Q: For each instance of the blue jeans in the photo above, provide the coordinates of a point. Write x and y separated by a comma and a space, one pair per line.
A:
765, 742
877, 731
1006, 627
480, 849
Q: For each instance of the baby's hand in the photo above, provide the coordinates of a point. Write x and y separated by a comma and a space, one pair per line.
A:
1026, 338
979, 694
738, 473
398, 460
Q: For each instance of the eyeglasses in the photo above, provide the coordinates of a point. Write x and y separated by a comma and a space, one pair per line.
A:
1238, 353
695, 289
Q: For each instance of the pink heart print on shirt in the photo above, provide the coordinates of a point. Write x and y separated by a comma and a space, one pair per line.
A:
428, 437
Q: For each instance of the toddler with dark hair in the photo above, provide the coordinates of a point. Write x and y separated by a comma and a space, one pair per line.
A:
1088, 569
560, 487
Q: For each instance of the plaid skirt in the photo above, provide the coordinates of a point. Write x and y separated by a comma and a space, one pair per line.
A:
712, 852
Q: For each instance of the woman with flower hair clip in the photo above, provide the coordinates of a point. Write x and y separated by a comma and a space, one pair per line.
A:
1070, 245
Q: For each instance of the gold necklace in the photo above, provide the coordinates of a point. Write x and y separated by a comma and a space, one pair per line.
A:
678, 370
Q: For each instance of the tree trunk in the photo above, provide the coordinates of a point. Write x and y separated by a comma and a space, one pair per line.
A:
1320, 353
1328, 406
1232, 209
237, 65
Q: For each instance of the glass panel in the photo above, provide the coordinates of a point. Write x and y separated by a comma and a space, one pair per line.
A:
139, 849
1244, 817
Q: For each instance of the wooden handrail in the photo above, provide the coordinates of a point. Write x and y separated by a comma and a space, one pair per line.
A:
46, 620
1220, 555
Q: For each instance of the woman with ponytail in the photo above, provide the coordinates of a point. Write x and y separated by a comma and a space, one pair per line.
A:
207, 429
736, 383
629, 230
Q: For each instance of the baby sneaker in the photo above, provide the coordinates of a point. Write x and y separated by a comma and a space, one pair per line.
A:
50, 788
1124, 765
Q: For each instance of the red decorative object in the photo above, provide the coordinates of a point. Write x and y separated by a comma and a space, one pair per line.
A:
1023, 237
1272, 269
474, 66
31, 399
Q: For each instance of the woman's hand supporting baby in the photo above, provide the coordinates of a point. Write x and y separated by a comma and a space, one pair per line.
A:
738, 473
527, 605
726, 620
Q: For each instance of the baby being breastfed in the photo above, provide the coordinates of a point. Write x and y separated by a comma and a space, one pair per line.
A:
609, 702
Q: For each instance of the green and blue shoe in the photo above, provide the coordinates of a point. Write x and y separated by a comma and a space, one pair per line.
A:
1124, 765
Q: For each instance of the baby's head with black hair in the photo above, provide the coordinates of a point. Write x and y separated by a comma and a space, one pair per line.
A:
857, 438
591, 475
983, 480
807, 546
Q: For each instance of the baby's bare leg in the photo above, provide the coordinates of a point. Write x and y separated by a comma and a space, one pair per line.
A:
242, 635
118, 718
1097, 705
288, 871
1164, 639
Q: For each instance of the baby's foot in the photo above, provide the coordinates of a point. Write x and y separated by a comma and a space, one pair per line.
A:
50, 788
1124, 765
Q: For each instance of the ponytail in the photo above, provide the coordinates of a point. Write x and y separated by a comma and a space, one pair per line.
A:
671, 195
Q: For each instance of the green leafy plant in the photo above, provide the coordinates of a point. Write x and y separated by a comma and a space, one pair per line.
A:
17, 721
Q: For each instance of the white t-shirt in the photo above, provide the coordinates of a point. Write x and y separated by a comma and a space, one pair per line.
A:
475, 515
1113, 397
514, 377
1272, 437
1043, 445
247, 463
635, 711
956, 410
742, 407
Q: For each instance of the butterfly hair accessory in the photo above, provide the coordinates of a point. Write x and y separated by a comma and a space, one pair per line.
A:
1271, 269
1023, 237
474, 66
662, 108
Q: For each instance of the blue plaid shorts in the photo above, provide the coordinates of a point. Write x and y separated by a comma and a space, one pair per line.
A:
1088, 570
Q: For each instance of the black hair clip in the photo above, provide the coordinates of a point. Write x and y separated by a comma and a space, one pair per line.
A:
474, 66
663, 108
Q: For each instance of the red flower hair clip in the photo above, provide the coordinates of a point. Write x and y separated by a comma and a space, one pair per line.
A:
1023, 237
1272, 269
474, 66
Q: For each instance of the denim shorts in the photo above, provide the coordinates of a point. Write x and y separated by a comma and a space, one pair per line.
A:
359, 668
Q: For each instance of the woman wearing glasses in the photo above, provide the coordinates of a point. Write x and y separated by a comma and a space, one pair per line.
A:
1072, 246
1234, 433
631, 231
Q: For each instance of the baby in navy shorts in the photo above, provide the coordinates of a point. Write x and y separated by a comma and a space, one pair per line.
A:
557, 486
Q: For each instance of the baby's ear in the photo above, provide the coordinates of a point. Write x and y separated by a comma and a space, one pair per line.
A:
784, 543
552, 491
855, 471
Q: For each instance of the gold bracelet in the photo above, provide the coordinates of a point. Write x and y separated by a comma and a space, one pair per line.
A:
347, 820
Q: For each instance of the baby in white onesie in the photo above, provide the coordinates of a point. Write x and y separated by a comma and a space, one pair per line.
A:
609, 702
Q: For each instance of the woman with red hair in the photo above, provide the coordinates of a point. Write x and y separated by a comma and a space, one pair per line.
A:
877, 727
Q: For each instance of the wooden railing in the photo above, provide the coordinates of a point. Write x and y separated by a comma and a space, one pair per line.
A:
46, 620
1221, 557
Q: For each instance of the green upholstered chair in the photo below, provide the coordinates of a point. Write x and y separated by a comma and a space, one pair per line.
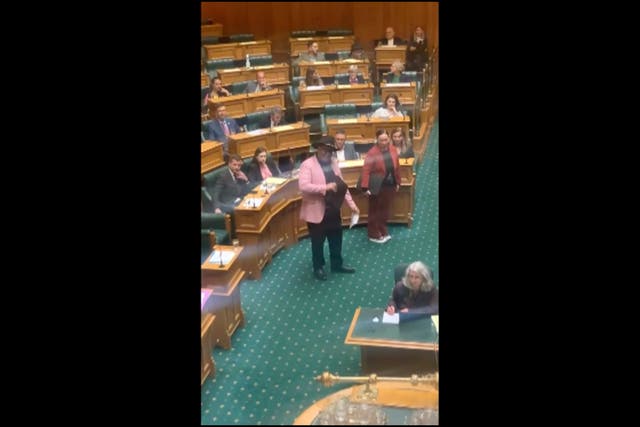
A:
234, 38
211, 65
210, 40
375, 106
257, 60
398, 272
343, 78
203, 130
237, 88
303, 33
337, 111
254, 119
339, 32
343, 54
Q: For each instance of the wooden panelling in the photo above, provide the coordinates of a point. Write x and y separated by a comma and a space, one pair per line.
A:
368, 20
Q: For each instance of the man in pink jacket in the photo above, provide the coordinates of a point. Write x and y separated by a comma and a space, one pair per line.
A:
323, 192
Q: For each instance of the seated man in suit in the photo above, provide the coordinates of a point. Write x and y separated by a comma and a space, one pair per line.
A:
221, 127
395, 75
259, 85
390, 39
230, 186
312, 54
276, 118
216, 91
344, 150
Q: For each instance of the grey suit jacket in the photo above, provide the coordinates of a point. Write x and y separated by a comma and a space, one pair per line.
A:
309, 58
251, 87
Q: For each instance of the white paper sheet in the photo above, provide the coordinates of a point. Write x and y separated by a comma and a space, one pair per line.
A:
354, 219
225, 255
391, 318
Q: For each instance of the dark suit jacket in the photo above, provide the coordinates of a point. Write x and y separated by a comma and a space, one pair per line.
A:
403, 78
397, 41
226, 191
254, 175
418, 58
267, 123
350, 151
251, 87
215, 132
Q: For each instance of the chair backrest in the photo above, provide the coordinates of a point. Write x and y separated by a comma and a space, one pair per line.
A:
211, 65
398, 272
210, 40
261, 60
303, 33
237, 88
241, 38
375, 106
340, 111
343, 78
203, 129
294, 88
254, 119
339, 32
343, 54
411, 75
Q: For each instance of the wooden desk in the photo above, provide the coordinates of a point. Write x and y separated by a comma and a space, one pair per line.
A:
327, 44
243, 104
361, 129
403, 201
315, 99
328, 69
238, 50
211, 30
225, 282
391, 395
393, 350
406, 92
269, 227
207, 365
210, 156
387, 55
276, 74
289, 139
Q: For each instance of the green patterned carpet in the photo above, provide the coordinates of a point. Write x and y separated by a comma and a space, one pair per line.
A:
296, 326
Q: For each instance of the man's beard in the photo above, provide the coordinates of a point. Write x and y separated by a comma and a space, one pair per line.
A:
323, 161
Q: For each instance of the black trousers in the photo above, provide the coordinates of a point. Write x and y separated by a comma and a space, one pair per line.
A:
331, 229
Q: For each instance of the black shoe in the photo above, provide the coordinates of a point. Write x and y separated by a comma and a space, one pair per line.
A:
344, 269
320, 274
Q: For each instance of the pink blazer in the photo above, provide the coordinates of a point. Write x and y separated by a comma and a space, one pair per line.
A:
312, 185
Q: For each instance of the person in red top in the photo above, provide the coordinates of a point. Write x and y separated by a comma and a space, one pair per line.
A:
================
YOUR GOAL >>
Report the lines above that contain "with".

EXPECTED OUTPUT >>
Q: For each instance of the toddler with dark hair in the photo above, provide the coordinates of a point. Write x and y separated by a comma and a space, one pair per line.
Q: For each instance of the woman with flower hair clip in the photo above, provide the coordinates of a point. Write x and y separated by a comma and a space, one pair per line.
Q: For each instance of the woman with ponytail in the photo above, provide the coordinates of a point. Write x and y separated by a comma and a space, one pair per line.
Q: For each instance of the baby's head with black hair in the photo above, provide the coordinates of a point. Write x and y separated by a comma and a space, one pair per line.
Q: For each instance of the woman with red hair in the photo above, provide the coordinates of a point. Write x and y separated by a comma and a space, one pair per line.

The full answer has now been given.